**課題 1:**
読解抜粋について答えてください。
(a) 台湾でアルバムがリリースされたのは何年何月か。
(b) ベースを担当しているメンバーは誰か。
(c) Dani Wangがレコーディングに参加しなかったのはなぜか。

**読解抜粋:**

1995年に台湾で結成されたメタル・バンドの4thアルバム。2005年10月に台湾、その後2006年にアメリカ、2007年にヨーロッパと日本でリリースされた。なお、台湾でリリースされたバージョン以外はすべて英語で歌っている音源となっている。これはあくまで持論で、入手のしやすさという意味でハードルは上がるが、このバンドの音源は絶対に母国語で歌っているバージョンの方がオススメ。かっこよさの桁が違う。今回も含め、このバンドをレビューする際は英語版ではなく、台湾語版を対象とする。↑のリンクは英語版

 

メンバー(台湾版リリース時):
Freddy Lim / 林昶佐 (Vo,二胡)
Jesse Liu / 劉笙彙 (Gt)
Doris Yeh / 葉湘怡 (Ba)
Alexia Lee (Key)
Dani Wang / 汪子驤 (Dr) ※すでに加入済みだが、怪我のためレコーディングには不参加

サポート/ゲスト:
Reno Kiilerich (Dr)
Sandee Chan / 陳珊妮 (Cho)

 

英語版のリリース時にはメンバーチェンジを経ているため、メンバー表記が変わっているが、ボーカル以外のパートも録り直しているか否かの情報は見つからなかった。

**演習用入力:**
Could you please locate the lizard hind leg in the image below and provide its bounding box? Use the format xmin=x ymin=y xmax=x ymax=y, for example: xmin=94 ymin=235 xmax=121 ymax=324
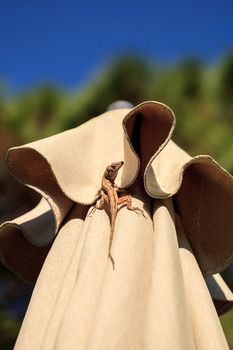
xmin=118 ymin=195 xmax=146 ymax=217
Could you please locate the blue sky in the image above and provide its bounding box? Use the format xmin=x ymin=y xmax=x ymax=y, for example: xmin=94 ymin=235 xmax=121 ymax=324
xmin=0 ymin=0 xmax=233 ymax=91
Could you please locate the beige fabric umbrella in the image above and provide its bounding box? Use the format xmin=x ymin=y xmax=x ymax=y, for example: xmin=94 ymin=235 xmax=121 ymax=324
xmin=0 ymin=102 xmax=233 ymax=350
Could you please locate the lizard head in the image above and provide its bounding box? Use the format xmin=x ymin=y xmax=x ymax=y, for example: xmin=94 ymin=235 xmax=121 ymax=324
xmin=104 ymin=161 xmax=124 ymax=182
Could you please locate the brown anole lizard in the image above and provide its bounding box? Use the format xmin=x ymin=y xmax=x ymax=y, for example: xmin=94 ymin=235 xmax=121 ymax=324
xmin=89 ymin=161 xmax=145 ymax=269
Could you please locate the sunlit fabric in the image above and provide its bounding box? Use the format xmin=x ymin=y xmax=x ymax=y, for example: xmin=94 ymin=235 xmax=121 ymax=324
xmin=0 ymin=102 xmax=233 ymax=350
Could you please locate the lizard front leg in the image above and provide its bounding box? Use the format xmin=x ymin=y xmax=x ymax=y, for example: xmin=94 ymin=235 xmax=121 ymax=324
xmin=117 ymin=195 xmax=146 ymax=217
xmin=89 ymin=190 xmax=109 ymax=216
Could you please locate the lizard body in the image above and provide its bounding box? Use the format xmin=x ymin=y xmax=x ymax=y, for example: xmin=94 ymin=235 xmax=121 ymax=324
xmin=90 ymin=161 xmax=144 ymax=269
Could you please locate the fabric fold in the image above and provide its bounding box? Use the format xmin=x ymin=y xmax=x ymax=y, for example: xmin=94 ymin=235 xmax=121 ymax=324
xmin=0 ymin=101 xmax=233 ymax=342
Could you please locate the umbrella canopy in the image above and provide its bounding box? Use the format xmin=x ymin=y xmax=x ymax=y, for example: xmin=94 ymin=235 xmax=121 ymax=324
xmin=0 ymin=102 xmax=233 ymax=350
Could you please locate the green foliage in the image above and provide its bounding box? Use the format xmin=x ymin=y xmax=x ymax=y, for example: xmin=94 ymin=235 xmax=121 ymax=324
xmin=0 ymin=53 xmax=233 ymax=349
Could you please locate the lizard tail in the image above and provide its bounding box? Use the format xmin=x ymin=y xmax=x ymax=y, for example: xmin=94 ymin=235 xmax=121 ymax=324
xmin=108 ymin=222 xmax=115 ymax=270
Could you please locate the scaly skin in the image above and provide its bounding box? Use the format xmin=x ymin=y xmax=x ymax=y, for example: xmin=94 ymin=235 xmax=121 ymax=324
xmin=90 ymin=161 xmax=145 ymax=269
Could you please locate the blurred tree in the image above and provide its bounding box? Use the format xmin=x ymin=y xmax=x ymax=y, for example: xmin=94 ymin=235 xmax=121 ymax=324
xmin=0 ymin=53 xmax=233 ymax=350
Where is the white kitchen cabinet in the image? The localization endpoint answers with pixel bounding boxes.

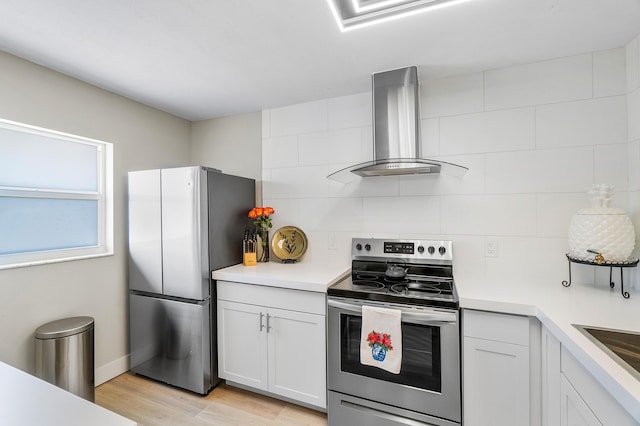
[463,310,540,426]
[218,300,269,390]
[217,281,327,409]
[540,327,561,426]
[559,374,602,426]
[560,346,638,426]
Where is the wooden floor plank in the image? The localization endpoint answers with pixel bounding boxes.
[96,373,327,426]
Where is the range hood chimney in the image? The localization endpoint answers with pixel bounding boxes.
[327,66,468,183]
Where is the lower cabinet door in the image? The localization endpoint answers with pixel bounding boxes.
[218,300,268,390]
[463,337,530,426]
[267,308,327,408]
[560,374,602,426]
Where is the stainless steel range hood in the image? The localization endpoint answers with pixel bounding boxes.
[327,66,468,183]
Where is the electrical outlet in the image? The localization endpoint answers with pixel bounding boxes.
[484,238,498,257]
[328,234,338,250]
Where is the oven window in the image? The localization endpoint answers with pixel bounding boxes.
[340,314,442,392]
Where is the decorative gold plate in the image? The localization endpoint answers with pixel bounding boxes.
[271,226,308,262]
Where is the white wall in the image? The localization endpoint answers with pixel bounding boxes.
[262,44,640,292]
[191,112,262,200]
[626,37,640,288]
[0,53,190,384]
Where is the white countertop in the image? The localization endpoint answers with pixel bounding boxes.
[211,262,351,293]
[456,277,640,422]
[0,362,137,426]
[213,262,640,422]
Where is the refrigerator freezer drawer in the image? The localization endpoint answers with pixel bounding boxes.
[129,294,217,394]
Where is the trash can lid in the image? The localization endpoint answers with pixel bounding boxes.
[36,317,93,339]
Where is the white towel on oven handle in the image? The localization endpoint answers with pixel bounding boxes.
[360,305,402,374]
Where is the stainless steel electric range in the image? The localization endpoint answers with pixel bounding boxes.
[327,238,462,426]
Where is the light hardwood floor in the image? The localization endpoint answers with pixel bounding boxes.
[96,373,327,426]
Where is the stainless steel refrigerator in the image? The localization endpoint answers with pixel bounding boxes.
[129,166,255,394]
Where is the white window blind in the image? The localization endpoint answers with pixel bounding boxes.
[0,120,113,268]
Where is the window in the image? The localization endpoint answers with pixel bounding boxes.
[0,120,113,269]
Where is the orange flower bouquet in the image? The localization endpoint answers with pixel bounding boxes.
[249,207,275,262]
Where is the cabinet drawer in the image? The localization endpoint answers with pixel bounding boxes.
[462,309,529,346]
[217,281,327,316]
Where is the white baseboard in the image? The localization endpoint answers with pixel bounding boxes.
[94,355,129,386]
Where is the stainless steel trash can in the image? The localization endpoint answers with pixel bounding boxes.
[35,317,95,402]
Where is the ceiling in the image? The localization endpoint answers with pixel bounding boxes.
[0,0,640,121]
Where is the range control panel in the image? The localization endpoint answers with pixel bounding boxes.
[351,238,453,261]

**課題 2:** 記録のうち、「Where is the electrical」を含む行で始まり「[0,53,190,384]」を含む行で終わる部分だけを、「oven window」を「oven door」に替え、ほかは一切変えずに書き直してください。

**正解 1:**
(a) 2005年10月
(b) Doris Yeh / 葉湘怡
(c) 怪我のため

**正解 2:**
Where is the electrical outlet in the image? The localization endpoint answers with pixel bounding boxes.
[484,238,498,257]
[328,234,338,250]
Where is the oven door in the image? The localization endpoint answers with pixel bounding boxes.
[340,314,442,392]
Where is the decorative gold plate in the image? The localization endpoint answers with pixel bounding boxes.
[271,226,308,262]
Where is the white wall in the image? The localization endpoint answers with pixel bounding boxes.
[262,44,640,292]
[191,112,262,200]
[626,37,640,288]
[0,53,190,384]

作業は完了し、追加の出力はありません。